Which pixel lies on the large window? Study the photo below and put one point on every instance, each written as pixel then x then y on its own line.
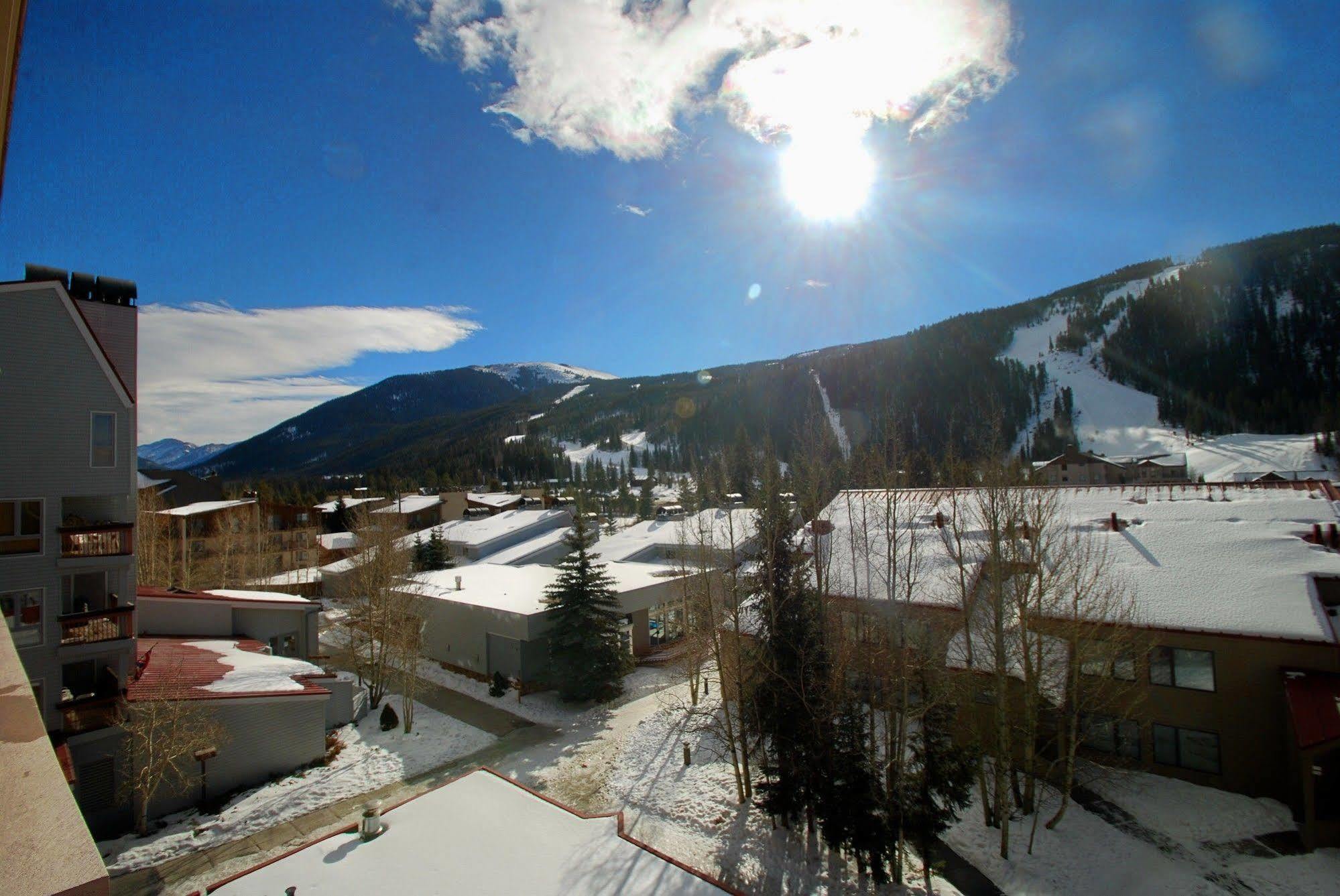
pixel 1186 749
pixel 102 440
pixel 20 527
pixel 1178 667
pixel 1119 737
pixel 21 613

-----

WHAT IS REQUIRED ->
Extract all of the lines above word for word, omitting the picture from your reply.

SOLUTION TO THE EXERCISE ->
Which pixel lies on the large window? Study the photo below and put one point on every instance, each written as pixel then x then y on its own line.
pixel 1186 749
pixel 102 440
pixel 20 527
pixel 1178 667
pixel 1119 737
pixel 21 613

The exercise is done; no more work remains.